TASK INPUTS ::
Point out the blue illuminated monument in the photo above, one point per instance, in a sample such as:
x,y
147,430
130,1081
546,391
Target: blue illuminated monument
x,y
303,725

WRITTEN EXERCISE :: Retype every line of the records above without changing anything.

THE ANSWER ::
Point out the blue illuminated monument in the photo above, one point per instance, in a sample such as:
x,y
147,430
130,1081
546,391
Target: blue illuminated monument
x,y
303,725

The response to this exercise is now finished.